Task prompt: Every line of the material is to be repeated exactly as it stands.

A run of records
>>
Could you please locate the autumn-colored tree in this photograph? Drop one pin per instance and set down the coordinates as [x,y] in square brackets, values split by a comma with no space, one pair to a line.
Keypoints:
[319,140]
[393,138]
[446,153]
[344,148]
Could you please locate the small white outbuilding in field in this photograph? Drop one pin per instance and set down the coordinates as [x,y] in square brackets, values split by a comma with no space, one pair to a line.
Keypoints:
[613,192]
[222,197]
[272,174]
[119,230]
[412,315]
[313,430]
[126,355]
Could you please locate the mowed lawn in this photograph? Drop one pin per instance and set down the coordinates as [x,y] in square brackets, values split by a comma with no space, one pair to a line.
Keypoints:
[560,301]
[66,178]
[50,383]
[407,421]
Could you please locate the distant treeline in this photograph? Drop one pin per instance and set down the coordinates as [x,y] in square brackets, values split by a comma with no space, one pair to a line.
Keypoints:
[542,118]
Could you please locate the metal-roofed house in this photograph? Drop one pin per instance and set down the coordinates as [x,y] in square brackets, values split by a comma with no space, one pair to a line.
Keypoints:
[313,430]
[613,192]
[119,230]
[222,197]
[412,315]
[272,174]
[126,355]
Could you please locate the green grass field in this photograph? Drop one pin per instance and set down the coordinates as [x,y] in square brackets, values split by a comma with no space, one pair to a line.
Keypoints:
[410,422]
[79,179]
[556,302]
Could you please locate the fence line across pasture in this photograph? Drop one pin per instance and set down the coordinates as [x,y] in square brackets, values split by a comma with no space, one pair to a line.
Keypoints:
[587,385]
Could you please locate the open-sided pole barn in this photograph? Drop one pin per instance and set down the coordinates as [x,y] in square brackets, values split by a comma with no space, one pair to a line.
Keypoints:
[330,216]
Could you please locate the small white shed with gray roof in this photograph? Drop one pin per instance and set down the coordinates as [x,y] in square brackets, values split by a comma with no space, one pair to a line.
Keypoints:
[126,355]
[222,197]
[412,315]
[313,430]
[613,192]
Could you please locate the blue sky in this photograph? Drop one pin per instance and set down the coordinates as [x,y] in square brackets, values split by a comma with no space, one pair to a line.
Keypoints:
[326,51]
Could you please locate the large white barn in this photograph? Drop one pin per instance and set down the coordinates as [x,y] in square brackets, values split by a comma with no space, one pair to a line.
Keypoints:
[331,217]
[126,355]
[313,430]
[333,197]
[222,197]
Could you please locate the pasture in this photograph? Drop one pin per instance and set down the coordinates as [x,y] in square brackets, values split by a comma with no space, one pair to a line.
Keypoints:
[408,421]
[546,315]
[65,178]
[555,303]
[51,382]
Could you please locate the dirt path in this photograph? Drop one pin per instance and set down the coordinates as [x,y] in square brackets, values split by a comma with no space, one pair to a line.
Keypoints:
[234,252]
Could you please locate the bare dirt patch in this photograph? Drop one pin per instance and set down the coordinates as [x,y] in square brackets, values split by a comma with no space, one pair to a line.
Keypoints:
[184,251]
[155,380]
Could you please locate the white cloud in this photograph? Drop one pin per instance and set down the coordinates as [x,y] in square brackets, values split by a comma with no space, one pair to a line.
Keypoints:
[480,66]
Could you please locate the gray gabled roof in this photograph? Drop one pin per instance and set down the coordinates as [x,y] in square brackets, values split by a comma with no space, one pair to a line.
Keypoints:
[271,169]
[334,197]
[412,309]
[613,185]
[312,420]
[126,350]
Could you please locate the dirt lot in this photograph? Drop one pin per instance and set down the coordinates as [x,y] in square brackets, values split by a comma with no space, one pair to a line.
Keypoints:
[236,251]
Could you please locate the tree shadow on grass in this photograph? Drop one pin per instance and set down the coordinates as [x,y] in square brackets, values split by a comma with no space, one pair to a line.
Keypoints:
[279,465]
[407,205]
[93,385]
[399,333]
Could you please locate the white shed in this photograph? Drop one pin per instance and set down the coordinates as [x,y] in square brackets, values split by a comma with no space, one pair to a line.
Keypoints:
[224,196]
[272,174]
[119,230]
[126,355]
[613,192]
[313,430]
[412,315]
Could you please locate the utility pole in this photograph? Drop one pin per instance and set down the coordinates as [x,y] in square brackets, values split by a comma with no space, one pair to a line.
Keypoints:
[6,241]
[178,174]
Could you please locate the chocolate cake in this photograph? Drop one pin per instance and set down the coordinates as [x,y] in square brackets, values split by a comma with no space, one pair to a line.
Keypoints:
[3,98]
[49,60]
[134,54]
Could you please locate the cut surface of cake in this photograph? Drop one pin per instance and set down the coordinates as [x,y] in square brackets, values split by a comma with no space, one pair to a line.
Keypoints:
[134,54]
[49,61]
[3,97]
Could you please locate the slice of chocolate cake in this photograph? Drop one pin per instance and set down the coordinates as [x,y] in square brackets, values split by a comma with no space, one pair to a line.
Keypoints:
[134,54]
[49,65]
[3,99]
<<
Complete output:
Could you please locate the autumn-colored tree in this photograph? Drop one pin per instance and set down the coordinates as [x,y] in square brackets, values split by a comma with no space, one pair to a line.
Keypoints:
[319,140]
[393,138]
[446,153]
[344,148]
Could you please locate the small white outbuilding in field in this photograph? Drop one pin per instance and set down the coordinates as [x,y] in square brackets, values split by a comma with no space, one pair to a line.
Keypoints:
[613,192]
[222,197]
[272,174]
[119,230]
[412,315]
[313,430]
[126,355]
Could you please locate the mowed lawn in this photograph? Drop one pin per instance and set down the coordinates as [x,y] in square brackets, values split by a comma with no space, one pair to a line.
Keypoints:
[560,301]
[66,178]
[50,383]
[407,421]
Could you please locate the distant treeline in this photograph? Drop one pin per instance and set down the coordinates as [x,y] in square brackets, values split by a comma with no space, one pair to a line.
Keypoints:
[542,118]
Could you please locate the metal-roofed house in this photograph? Drop one pin per instance and set down the coordinates as [x,y] in square brackets, values split by a comma with no space, one pair to a line.
Keypoints:
[313,430]
[613,192]
[119,230]
[222,197]
[412,315]
[272,174]
[126,355]
Could you please locate the green grass field in this photograph? Drop one pin per instance and set down the coordinates as [x,y] in square brackets, values split by a comma with no space, one pair to a line.
Keypoints:
[410,422]
[79,179]
[556,302]
Could you please locate the fence line across pasture in this photograph? Drop one pin per instance and set down the coordinates as [x,y] in square brackets, values split by a comma with no space, one pair to a line.
Keypoints:
[587,385]
Could you please locate the open-sided pole barn in this photograph? Drop one pin per instance and set down the coordinates as [x,y] in square brackets, values split by a comma with no space, one pair to a line.
Keypoints:
[330,216]
Could you please locate the small white shed with gray roof in this photograph? Drop one pin per instance and set down the coordinates as [x,y] in square brackets, values split by a comma with no space, one pair to a line.
Keypoints:
[126,355]
[222,197]
[412,315]
[313,430]
[613,192]
Could you please locate the blue sky in this photograph? Drop one pin per instance and set down the coordinates as [x,y] in square brackets, values split by a comma with no space, one pair to a line.
Keypoints:
[326,51]
Could you please locate the large white barn in this photograph? Drop one pin per instance and set down the coordinates as [x,y] in square brackets, values split by a comma with no space, one pair to a line.
Keypoints:
[331,217]
[126,355]
[313,430]
[333,197]
[222,197]
Could you please locate the pasture in this photograph? Drop one pin per instance and set down the coordinates as [x,y] in square brackets, values split by a comma with no space, one pair to a line.
Keypoints:
[408,421]
[546,315]
[65,178]
[555,303]
[51,382]
Could you please locate the dirt path in this photograph? Drop one pin per instance and set down the coordinates as [x,y] in square brackets, values split by a comma with no space, one pair to a line.
Keypoints:
[234,252]
Could you please locate the bare dirt patch in this photograph? Drop one pin per instance and set down the coordinates as [x,y] in square brackets, values split by a comma with no space, one pair to a line.
Keypoints:
[184,251]
[155,380]
Could you please locate the white cloud in this photograph? Drop one pin per instance and set down the coordinates as [x,y] in square brackets, values split by a comma with no space, one pair to a line.
Keypoints:
[480,66]
Could you please locate the gray gabled roof in this photograph? Drop one pin per instance and set down the coordinates as [x,y] in square brackets, values split by a comma with no space, one pair to a line.
Keypoints:
[271,169]
[334,197]
[412,309]
[613,185]
[312,420]
[126,350]
Could you please locate the dirt lot in this photograph? Drop one pin per instance and set down the coordinates as [x,y] in square brackets, values split by a comma with no space, one pair to a line.
Keypoints:
[236,251]
Could you please locate the tree shadow on grass in this photograph? Drop one pin per instance and set down the coordinates as [x,y] in square brackets, values split by a comma with no space, one pair to a line.
Keypoints:
[279,465]
[407,205]
[93,385]
[399,333]
Could you please locate the white shed in this photograph? Drop one pin per instance and set down the coordinates as [x,y] in square brackets, values split by a comma with no space, one pair to a line.
Keypoints:
[224,196]
[272,174]
[119,230]
[126,355]
[613,192]
[313,430]
[412,315]
Could you please locate the utility pole in this photograph? Drop one pin per instance and set down the coordinates as [x,y] in square brackets, values split by a comma with no space, one pair to a line.
Keypoints:
[6,241]
[178,174]
Could you please locate the chocolate cake in this photograph? Drop one pin per instance and set down the coordinates as [x,y] in square brackets, values split by a comma with no space, one pair to a line.
Keypoints:
[3,98]
[49,60]
[134,54]
Could you please locate the cut surface of cake in this photograph? Drop one pin per instance and set down the coordinates as [x,y] in square brackets, values split by a comma with no space, one pair to a line.
Keypoints:
[134,54]
[49,61]
[3,97]
Could you please locate the slice of chocolate cake in this photograph? Drop one pin per instance and set down the coordinates as [x,y] in square brackets, values split by a comma with no space, one pair to a line.
Keypoints:
[134,54]
[49,65]
[3,99]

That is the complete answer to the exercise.